* EXERCISE PROMPT *
Without including any pictures, write out all the entries exactly.

* WORKING DATA *
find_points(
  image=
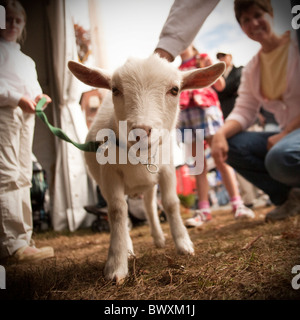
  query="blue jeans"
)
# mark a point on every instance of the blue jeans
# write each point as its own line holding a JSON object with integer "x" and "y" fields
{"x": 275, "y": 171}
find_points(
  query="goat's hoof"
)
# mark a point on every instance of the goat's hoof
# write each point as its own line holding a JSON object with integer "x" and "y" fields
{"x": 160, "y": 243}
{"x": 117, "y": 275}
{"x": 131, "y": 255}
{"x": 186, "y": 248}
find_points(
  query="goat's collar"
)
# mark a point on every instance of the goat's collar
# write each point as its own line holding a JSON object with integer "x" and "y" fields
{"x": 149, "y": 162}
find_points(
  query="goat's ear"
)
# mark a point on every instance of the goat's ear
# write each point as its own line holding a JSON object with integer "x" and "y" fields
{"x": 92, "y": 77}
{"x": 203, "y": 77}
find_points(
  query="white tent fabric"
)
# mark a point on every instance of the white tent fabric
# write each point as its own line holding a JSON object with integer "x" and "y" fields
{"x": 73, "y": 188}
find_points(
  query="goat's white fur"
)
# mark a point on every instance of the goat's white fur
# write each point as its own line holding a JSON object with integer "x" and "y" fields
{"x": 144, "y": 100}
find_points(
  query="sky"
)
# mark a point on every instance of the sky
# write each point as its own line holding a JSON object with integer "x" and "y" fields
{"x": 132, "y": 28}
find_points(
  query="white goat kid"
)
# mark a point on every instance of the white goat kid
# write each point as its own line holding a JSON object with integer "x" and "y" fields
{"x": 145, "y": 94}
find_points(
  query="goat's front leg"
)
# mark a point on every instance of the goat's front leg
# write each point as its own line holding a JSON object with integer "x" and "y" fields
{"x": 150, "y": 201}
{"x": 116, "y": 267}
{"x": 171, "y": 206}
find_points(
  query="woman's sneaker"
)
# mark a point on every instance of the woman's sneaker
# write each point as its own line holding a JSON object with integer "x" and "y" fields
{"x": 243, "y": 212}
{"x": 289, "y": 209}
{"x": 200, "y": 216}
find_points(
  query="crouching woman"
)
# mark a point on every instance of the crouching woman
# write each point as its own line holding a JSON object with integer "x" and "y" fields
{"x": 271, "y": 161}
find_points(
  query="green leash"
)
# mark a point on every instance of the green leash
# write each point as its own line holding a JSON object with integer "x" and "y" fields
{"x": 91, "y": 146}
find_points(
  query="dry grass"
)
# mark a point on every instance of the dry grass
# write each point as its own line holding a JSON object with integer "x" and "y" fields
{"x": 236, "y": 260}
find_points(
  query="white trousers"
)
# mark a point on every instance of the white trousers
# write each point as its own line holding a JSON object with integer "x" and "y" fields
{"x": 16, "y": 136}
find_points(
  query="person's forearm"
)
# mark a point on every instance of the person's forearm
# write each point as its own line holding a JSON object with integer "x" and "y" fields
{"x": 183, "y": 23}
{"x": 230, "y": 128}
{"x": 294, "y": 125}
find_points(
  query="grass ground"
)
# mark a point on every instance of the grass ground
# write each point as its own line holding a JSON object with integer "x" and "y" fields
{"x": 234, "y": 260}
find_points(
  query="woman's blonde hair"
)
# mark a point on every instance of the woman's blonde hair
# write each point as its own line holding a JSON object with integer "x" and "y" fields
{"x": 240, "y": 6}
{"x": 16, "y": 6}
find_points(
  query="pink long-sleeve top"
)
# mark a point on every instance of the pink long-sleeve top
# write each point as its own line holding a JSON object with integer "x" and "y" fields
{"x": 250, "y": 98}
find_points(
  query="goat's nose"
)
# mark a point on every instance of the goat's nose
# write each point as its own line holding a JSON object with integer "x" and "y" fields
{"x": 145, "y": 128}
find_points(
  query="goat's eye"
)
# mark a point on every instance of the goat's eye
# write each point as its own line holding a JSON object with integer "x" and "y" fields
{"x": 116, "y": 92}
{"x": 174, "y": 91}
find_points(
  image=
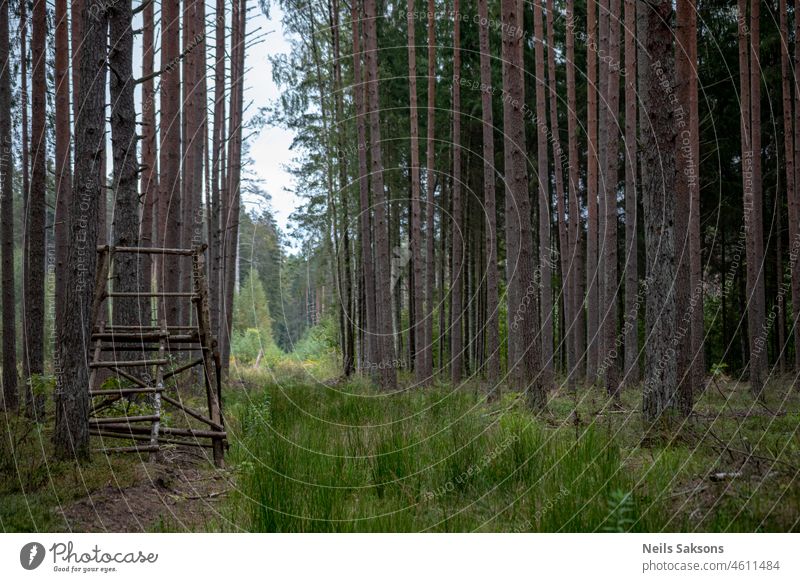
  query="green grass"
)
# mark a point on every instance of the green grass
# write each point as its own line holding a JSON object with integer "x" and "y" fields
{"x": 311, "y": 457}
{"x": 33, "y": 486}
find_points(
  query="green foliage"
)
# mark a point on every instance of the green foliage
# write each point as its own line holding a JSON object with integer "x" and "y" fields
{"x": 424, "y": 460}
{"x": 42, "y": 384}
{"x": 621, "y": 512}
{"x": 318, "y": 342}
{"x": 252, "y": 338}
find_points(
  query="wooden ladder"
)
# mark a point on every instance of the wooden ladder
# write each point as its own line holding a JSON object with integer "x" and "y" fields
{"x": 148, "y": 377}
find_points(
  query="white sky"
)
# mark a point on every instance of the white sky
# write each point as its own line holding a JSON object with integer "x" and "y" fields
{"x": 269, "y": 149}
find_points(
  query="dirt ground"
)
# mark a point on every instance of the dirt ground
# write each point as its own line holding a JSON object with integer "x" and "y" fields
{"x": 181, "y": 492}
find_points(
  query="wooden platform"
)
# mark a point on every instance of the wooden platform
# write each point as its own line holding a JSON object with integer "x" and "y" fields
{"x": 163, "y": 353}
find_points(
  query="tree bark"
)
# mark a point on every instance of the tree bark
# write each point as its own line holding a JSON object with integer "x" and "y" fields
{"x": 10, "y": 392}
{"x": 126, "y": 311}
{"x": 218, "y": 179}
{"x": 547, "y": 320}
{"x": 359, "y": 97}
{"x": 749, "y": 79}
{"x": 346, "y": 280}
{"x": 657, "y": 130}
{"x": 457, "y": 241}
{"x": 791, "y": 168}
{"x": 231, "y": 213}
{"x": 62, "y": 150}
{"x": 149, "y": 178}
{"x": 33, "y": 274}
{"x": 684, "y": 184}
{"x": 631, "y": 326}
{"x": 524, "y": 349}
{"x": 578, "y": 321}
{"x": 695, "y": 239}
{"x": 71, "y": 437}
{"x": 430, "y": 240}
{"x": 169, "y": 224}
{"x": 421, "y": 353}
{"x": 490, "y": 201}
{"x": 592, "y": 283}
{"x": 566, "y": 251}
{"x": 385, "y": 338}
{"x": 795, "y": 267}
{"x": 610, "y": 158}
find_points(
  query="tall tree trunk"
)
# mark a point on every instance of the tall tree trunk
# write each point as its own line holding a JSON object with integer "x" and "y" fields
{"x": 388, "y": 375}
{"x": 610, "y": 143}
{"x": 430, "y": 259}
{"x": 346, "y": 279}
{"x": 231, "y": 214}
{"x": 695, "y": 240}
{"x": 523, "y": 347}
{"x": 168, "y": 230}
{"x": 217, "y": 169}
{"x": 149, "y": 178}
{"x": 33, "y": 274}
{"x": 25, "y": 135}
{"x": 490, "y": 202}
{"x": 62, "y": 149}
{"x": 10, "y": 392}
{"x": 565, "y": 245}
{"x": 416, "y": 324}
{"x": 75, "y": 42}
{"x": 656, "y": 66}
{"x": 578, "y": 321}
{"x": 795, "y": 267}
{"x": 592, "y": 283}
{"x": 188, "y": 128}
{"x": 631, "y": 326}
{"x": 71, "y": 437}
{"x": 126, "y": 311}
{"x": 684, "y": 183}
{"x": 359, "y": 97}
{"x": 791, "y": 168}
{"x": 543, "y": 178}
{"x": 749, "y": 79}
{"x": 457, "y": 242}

* WORKED ANSWER *
find_points(
  image=
  query="blue jeans"
)
# mark a point on every instance of the blue jeans
# write each point as its own line holding a JSON object with integer "x" and "y" fields
{"x": 275, "y": 171}
find_points(
  query="goat's hoof"
)
# mark a point on every instance of the goat's hoof
# write each point as its own line holding a JSON object with integer "x" and "y" fields
{"x": 160, "y": 243}
{"x": 117, "y": 275}
{"x": 131, "y": 255}
{"x": 186, "y": 248}
find_points(
  query="goat's collar"
)
# mark a point on every instance of the goat's collar
# write each point as its own line holding a JSON object with integer "x" and "y" fields
{"x": 149, "y": 162}
find_points(
  query="goat's ear"
)
# mark a point on every instance of the goat's ear
# write each point as its own line holding a JSON object with integer "x" and "y" fields
{"x": 92, "y": 77}
{"x": 203, "y": 77}
find_points(
  query="white tent fabric"
)
# mark a point on every instance of the white tent fabric
# write each point as its own line holding a JSON object with integer "x" and "y" fields
{"x": 73, "y": 188}
find_points(
  query="goat's white fur"
)
# mark a point on every instance of the goat's white fur
# write each point as its own line holding a JSON object with integer "x" and "y" fields
{"x": 144, "y": 100}
find_points(
  query="sky"
)
# mark a point on every instance of the sky
# write each point as its own line holding a JSON object with integer "x" and "y" fields
{"x": 132, "y": 28}
find_points(
  query="white goat kid"
)
# mark a point on every instance of the white goat kid
# write each point as its own line holding a JSON object with integer "x" and "y" fields
{"x": 145, "y": 94}
find_points(
  query="goat's front leg"
)
# mark a point on every instance of the goat's front leg
# write each point as its own line holding a JSON object with integer "x" and "y" fields
{"x": 150, "y": 201}
{"x": 116, "y": 267}
{"x": 171, "y": 206}
find_points(
  query="woman's sneaker"
)
# mark a point on every instance of the woman's sneaker
# write each point as its own line holding a JSON object with integer "x" and "y" fields
{"x": 243, "y": 212}
{"x": 289, "y": 209}
{"x": 200, "y": 216}
find_points(
  query="crouching woman"
)
# mark a point on every instance of the crouching woman
# write each point as its own line holding a JSON object with integer "x" and "y" fields
{"x": 271, "y": 161}
find_points(
  query="green leash"
)
# mark a point on every instance of the green leash
# write each point as its own line holding a JSON object with integer "x" and "y" fields
{"x": 91, "y": 146}
find_points(
  query="dry grass"
)
# mark a point on every instance of the dry grass
# write each point as its own line holding a JSON object with integer "x" and "y" fields
{"x": 236, "y": 260}
find_points(
  query="white trousers"
)
# mark a point on every instance of the white trousers
# write each point as its own line holding a JSON object with integer "x" and "y" fields
{"x": 16, "y": 136}
find_points(
  query="person's forearm"
)
# mark a point on every instance of the person's forearm
# write each point as its own line holding a JSON object with integer "x" and "y" fields
{"x": 183, "y": 23}
{"x": 230, "y": 128}
{"x": 294, "y": 125}
find_points(
  query="grass ground"
)
# mark a point on every instance of the grass ground
# write each point as its own line holding a JSON object with integer "x" and "y" fields
{"x": 234, "y": 260}
find_points(
  query="woman's blonde hair"
)
# mark a point on every instance of the woman's blonde hair
# write each point as its own line holding a JSON object with integer "x" and "y" fields
{"x": 240, "y": 6}
{"x": 16, "y": 6}
find_points(
  query="pink long-sleeve top"
)
# mark a point on every instance of the pink long-sleeve top
# write each point as its own line holding a JSON object with integer "x" and "y" fields
{"x": 250, "y": 98}
find_points(
  query="goat's nose"
)
# mark a point on every instance of the goat's nose
# write each point as its own line holding a JSON object with integer "x" and "y" fields
{"x": 145, "y": 128}
find_points(
  query="goat's eye"
)
# mark a point on every instance of the goat's eye
# write each point as its own line holding a JSON object with integer "x" and "y" fields
{"x": 116, "y": 92}
{"x": 174, "y": 91}
find_points(
  image=
  query="green grass"
)
# mark a point on every instance of the green grass
# write each point as its own line holding a JSON object with integer "x" and "y" fields
{"x": 311, "y": 457}
{"x": 33, "y": 486}
find_points(
  query="green foliage"
)
# mark a point on every instance of the green foliage
# write each point as its own line holding a JSON object with integer "x" and "y" fields
{"x": 424, "y": 460}
{"x": 42, "y": 384}
{"x": 621, "y": 512}
{"x": 318, "y": 342}
{"x": 252, "y": 338}
find_points(
  query="wooden ladder"
)
# mark a point on every instance of the wooden ladder
# write each point as its own line holding a JSON object with integer "x" and "y" fields
{"x": 148, "y": 377}
find_points(
  query="white sky"
)
# mark a point on every instance of the white sky
# write each point as its own line holding a JSON object with integer "x" and "y" fields
{"x": 269, "y": 149}
find_points(
  query="dirt ground"
)
# mark a point on every instance of the dirt ground
# write each point as its own line holding a JSON object with integer "x" and "y" fields
{"x": 181, "y": 492}
find_points(
  query="wooden platform"
)
# mark a point on every instance of the wooden platform
# write each point as its own line holding a JSON object with integer "x" and "y" fields
{"x": 163, "y": 353}
find_points(
  query="tree bark"
)
# mark a point on every instance of the tree bark
# write each point as its own line holding a JSON object with integer "x" and "y" fields
{"x": 10, "y": 392}
{"x": 126, "y": 311}
{"x": 218, "y": 179}
{"x": 547, "y": 320}
{"x": 359, "y": 97}
{"x": 749, "y": 79}
{"x": 346, "y": 280}
{"x": 657, "y": 130}
{"x": 457, "y": 241}
{"x": 791, "y": 168}
{"x": 231, "y": 213}
{"x": 62, "y": 150}
{"x": 149, "y": 178}
{"x": 33, "y": 274}
{"x": 684, "y": 184}
{"x": 631, "y": 326}
{"x": 524, "y": 349}
{"x": 578, "y": 321}
{"x": 695, "y": 239}
{"x": 71, "y": 437}
{"x": 430, "y": 240}
{"x": 169, "y": 224}
{"x": 421, "y": 353}
{"x": 490, "y": 201}
{"x": 592, "y": 283}
{"x": 566, "y": 251}
{"x": 385, "y": 338}
{"x": 795, "y": 267}
{"x": 610, "y": 158}
find_points(
  query="tall tree trunk"
)
# mark a point on every instance of the tall tree trunk
# write each point as its own line holding a JSON object with integer "x" and "y" fields
{"x": 388, "y": 375}
{"x": 610, "y": 143}
{"x": 430, "y": 259}
{"x": 346, "y": 279}
{"x": 231, "y": 214}
{"x": 695, "y": 240}
{"x": 523, "y": 347}
{"x": 168, "y": 230}
{"x": 217, "y": 169}
{"x": 149, "y": 178}
{"x": 33, "y": 274}
{"x": 25, "y": 135}
{"x": 490, "y": 202}
{"x": 62, "y": 149}
{"x": 10, "y": 392}
{"x": 565, "y": 245}
{"x": 416, "y": 324}
{"x": 75, "y": 42}
{"x": 656, "y": 66}
{"x": 578, "y": 321}
{"x": 795, "y": 267}
{"x": 592, "y": 283}
{"x": 188, "y": 128}
{"x": 631, "y": 326}
{"x": 71, "y": 437}
{"x": 126, "y": 311}
{"x": 684, "y": 183}
{"x": 359, "y": 97}
{"x": 791, "y": 168}
{"x": 543, "y": 178}
{"x": 749, "y": 79}
{"x": 457, "y": 242}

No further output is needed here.